■ Work required:
Print all entries word for word.

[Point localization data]
......
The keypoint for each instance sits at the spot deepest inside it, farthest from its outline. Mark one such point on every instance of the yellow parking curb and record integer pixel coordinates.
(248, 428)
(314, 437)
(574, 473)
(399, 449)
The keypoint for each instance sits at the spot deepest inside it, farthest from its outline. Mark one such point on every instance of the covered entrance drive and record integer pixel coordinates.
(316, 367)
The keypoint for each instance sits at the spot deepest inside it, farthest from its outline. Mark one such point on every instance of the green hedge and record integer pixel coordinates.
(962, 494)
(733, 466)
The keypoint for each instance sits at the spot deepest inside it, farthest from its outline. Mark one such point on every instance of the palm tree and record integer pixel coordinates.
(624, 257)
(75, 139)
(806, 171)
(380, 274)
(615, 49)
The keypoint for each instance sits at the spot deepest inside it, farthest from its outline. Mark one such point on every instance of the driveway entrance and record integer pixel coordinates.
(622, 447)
......
■ Your solution:
The keypoint for each instance sits at the spot deepest inside it, farthest from its outline. Mark one such point on every instance of the yellow parking curb and record integer pixel coordinates.
(248, 428)
(314, 437)
(574, 473)
(399, 449)
The keypoint for each instance sits at the spot deepest inside it, farthest from its outline. Mark one such point on every instance of the covered entrance drive and record integer pixel coordinates.
(316, 367)
The keypoint for each instance sits at the spot deepest inside it, farthest from its outline. Mark one such point on every instance of the green hedge and record integer pixel coordinates.
(962, 494)
(733, 466)
The keypoint for each instance sits at the spot deepest inside it, farthest from its outline. Mark one such point on every instance of the palm tree and record integer pixel coordinates.
(624, 257)
(75, 139)
(806, 171)
(380, 274)
(615, 49)
The keypoint for each instance sits at the spot deepest inside it, farthest from its outline. Mark one such point on every instance of the driveway entrance and record integer pixel coordinates.
(622, 447)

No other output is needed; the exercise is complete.